-------- Excerpted records

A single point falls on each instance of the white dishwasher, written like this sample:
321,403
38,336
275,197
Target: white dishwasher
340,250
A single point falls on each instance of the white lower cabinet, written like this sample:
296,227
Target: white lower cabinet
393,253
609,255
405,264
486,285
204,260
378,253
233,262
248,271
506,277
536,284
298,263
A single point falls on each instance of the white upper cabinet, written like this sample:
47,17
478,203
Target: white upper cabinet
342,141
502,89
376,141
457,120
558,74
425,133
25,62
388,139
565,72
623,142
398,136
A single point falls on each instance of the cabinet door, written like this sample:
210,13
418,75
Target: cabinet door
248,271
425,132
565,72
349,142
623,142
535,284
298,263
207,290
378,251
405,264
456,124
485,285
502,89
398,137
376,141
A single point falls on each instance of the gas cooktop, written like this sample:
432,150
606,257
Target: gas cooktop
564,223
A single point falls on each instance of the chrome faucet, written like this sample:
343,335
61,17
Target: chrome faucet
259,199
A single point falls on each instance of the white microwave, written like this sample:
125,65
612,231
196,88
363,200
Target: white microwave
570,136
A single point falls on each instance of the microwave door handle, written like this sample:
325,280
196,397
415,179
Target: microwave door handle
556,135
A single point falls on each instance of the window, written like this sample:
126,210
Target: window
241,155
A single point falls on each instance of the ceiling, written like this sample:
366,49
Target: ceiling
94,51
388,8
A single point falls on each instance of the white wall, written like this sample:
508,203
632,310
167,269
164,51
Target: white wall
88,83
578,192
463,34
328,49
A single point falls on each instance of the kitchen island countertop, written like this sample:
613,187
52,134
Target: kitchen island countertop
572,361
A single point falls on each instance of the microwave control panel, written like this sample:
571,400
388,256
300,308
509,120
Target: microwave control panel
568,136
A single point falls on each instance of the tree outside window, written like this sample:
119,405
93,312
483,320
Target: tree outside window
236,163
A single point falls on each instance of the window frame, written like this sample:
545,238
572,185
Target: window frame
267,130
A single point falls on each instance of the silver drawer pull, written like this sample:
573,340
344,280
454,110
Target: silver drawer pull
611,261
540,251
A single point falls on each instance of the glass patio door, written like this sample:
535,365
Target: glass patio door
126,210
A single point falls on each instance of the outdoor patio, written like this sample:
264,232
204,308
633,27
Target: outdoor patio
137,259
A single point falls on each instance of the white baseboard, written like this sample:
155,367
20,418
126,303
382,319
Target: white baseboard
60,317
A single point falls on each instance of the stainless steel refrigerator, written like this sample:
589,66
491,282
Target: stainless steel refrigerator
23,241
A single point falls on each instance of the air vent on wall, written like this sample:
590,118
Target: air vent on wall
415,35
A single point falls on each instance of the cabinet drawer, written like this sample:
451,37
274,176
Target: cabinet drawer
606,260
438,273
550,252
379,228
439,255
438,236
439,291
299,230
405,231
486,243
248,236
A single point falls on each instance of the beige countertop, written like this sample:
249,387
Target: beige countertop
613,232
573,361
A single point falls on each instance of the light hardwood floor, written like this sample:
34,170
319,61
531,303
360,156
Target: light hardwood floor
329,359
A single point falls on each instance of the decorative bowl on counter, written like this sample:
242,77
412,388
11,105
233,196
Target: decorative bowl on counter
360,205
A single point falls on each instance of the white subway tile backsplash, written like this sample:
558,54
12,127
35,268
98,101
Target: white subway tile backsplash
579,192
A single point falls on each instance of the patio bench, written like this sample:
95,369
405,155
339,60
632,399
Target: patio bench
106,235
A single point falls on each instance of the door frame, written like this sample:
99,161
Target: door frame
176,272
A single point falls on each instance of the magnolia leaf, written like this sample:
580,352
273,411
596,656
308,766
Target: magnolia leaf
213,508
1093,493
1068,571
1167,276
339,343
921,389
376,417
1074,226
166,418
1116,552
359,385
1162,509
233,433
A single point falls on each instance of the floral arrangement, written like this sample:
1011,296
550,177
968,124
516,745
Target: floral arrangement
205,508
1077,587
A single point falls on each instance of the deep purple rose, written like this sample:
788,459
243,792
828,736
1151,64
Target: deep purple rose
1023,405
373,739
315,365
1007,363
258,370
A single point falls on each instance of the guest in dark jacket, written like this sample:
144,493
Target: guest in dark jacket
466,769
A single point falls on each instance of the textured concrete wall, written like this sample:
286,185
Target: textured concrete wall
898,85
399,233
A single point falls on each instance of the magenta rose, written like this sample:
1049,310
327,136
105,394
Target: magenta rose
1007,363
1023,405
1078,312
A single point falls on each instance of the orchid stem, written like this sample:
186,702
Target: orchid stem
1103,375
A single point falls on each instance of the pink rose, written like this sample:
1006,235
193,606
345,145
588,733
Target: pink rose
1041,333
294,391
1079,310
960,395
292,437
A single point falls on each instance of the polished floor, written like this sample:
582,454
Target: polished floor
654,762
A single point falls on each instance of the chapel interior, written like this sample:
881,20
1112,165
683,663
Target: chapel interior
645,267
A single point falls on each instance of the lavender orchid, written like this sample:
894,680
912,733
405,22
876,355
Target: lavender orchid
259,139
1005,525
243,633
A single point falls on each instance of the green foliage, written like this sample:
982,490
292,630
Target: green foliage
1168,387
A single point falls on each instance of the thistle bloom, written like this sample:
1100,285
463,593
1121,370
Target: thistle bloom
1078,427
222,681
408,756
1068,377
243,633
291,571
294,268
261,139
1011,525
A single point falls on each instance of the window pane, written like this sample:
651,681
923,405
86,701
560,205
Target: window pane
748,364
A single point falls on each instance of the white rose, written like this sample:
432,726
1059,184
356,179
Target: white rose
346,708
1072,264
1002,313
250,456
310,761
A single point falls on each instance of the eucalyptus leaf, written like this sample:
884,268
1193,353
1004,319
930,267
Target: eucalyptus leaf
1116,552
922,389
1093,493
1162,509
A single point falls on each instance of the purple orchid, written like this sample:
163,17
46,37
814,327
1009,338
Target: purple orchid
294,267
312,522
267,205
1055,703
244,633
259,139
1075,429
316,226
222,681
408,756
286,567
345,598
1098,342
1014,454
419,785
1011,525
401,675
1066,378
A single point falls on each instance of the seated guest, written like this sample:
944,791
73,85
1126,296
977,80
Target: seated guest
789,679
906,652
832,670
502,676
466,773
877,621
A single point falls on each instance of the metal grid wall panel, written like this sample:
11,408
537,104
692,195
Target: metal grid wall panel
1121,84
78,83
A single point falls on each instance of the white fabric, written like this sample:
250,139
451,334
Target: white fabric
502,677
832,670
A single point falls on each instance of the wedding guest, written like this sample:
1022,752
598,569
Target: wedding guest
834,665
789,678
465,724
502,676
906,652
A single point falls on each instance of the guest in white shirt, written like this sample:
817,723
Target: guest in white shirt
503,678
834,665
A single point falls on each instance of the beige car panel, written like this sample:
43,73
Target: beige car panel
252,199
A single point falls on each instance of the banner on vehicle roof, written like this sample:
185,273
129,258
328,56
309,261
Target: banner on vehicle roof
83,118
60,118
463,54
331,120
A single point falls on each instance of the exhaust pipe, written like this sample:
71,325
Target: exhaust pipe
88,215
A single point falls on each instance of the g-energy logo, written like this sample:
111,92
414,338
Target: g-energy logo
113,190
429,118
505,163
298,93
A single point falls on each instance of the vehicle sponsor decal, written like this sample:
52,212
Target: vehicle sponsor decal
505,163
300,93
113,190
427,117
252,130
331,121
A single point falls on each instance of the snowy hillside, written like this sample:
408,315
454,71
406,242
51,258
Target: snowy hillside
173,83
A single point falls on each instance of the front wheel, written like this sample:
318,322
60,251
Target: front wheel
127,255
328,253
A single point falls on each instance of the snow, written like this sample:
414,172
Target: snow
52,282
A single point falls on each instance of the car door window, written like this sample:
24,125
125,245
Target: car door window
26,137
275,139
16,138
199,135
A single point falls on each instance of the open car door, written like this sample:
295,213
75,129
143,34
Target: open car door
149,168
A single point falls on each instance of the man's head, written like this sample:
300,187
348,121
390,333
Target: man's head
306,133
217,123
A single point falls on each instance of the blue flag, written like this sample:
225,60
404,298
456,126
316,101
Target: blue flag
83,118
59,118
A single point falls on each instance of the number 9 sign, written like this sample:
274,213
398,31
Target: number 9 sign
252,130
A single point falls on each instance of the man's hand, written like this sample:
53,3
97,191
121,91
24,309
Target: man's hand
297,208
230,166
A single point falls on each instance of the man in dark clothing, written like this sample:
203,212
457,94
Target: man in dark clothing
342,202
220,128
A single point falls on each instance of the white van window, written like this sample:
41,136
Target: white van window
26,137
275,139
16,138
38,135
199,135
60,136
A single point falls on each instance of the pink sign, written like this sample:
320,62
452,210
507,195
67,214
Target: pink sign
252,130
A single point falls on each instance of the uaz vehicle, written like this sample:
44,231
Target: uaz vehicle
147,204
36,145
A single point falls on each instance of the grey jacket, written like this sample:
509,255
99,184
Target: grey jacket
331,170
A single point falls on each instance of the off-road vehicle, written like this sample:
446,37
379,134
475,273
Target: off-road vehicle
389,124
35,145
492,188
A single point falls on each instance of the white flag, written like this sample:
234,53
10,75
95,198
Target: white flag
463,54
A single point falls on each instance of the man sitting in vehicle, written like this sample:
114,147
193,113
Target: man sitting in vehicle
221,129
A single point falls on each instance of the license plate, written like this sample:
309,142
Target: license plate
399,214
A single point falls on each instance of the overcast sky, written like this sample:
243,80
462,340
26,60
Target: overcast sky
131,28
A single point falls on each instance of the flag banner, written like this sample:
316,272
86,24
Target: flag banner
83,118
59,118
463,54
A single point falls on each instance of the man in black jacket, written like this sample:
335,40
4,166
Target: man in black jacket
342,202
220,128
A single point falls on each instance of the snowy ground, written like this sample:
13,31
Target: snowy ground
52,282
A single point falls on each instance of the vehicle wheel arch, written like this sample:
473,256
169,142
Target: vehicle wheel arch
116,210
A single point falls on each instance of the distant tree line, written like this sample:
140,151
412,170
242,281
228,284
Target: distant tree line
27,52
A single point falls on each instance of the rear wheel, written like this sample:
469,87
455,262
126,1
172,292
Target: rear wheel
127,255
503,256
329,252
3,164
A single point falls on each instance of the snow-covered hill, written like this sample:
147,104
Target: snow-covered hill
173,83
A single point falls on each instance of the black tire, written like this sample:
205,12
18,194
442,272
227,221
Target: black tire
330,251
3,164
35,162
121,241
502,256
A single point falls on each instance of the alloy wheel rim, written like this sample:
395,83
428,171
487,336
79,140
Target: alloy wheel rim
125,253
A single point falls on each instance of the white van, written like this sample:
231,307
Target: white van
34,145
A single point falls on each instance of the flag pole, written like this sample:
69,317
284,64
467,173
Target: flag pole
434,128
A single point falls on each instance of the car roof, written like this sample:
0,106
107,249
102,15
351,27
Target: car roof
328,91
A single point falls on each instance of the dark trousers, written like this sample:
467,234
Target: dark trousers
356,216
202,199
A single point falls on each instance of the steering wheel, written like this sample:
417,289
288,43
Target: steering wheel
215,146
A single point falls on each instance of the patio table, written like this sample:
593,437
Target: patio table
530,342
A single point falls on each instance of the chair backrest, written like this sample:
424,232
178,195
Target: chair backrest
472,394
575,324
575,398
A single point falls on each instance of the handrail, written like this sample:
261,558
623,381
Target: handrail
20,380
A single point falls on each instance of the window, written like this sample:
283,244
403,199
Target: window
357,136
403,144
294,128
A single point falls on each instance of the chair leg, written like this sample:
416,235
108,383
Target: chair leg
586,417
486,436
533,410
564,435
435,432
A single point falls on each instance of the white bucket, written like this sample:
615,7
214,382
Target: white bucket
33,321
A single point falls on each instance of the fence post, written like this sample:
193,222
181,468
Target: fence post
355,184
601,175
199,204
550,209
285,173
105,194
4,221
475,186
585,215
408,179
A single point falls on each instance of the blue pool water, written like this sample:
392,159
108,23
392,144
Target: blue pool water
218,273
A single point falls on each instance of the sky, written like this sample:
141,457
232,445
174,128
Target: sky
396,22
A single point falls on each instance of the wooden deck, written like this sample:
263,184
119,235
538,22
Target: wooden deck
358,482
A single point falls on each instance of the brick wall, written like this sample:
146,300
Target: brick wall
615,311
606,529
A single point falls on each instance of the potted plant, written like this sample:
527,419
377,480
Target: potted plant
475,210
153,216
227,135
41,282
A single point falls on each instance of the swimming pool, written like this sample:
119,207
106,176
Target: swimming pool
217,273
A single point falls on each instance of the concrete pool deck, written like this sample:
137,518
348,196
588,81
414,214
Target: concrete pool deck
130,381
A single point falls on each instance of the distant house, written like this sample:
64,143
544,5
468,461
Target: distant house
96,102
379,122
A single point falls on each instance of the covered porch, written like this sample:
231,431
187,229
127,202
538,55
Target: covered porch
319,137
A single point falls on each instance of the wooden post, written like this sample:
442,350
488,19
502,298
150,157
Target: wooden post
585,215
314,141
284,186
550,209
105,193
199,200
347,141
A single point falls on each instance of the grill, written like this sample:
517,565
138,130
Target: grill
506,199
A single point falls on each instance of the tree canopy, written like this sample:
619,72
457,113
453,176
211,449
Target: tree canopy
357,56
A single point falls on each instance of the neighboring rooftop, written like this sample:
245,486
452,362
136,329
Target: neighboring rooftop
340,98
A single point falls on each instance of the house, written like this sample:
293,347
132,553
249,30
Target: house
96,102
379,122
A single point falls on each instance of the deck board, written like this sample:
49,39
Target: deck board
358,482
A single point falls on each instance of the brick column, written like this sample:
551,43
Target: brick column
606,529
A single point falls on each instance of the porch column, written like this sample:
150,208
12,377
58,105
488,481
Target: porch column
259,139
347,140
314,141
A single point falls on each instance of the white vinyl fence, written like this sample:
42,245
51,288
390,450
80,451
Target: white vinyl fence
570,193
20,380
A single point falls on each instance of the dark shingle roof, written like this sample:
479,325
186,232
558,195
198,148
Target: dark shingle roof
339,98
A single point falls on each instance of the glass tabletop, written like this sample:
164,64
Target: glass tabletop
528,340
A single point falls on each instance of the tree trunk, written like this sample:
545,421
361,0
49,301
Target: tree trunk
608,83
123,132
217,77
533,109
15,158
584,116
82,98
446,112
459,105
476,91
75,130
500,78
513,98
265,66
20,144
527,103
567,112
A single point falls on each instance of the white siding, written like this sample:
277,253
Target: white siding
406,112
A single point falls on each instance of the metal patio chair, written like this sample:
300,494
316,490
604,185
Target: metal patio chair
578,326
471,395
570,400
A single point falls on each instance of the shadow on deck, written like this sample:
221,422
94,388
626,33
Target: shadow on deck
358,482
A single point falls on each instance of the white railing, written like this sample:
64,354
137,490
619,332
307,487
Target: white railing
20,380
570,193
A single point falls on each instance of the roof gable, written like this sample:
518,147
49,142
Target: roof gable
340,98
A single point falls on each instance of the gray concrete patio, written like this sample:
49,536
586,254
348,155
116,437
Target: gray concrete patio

----------------

Task instructions
Nothing outside the span should appear: transcribe the lines from the one containing "A single point falls on each instance of the neighboring" through the last line of the records.

Result for this exercise
A single point falls on each instance of the neighboring rooftop, written like this sample:
245,486
452,362
136,329
Target: neighboring rooftop
340,98
A single point falls on each instance of the house, written like this sample:
293,347
132,553
249,30
Target: house
96,102
379,122
A single point falls on each instance of the deck board, written like this sample:
49,39
Target: deck board
358,482
A single point falls on each instance of the brick column, written like this sample:
551,43
Target: brick column
606,529
A single point falls on each instance of the porch column, written like this sample:
150,208
12,377
58,105
488,481
Target: porch column
259,139
347,140
314,141
A single point falls on each instance of the white vinyl fence, written like this sample:
42,245
51,288
390,450
80,451
Target: white vinyl fence
570,193
20,380
A single point falls on each instance of the dark shingle roof, written like this sample:
479,325
186,232
558,195
198,148
Target: dark shingle roof
339,98
A single point falls on each instance of the glass tabletop, written like this sample:
164,64
Target: glass tabletop
528,340
A single point falls on each instance of the tree trunk, written like this sample:
545,421
361,0
49,301
Target: tree trunk
608,83
123,132
217,77
533,109
15,158
584,116
82,98
446,112
459,105
476,91
75,130
500,78
513,98
265,66
20,144
527,103
567,112
A single point falls on each instance of the white siding, written like this sample:
277,253
Target: white siding
406,112
A single point falls on each instance of the metal patio chair, written like this sample:
300,494
316,490
604,185
Target: metal patio chair
578,326
471,395
570,400
A single point falls on each instance of the shadow on deck, written like this sample:
221,422
94,388
626,33
Target: shadow on deck
358,482
A single point falls on each instance of the white railing, written like this sample:
64,354
137,490
619,332
307,487
Target: white railing
20,380
570,193
A single point falls on each instance of the roof gable, written like this sample:
518,147
49,142
Target: roof gable
340,98
A single point falls on each instance of the gray concrete patio, written like this sample:
49,536
586,254
348,155
116,437
Target: gray concrete patio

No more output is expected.